[Point-per-instance localization data]
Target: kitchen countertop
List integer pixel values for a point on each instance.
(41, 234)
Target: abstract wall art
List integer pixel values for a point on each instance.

#### Problem description:
Return the lines above exactly, keeping every word.

#### Written answer:
Target: kitchen countertop
List integer pixel values for a point on each instance.
(41, 234)
Target: abstract wall art
List integer pixel values for a point on each instance.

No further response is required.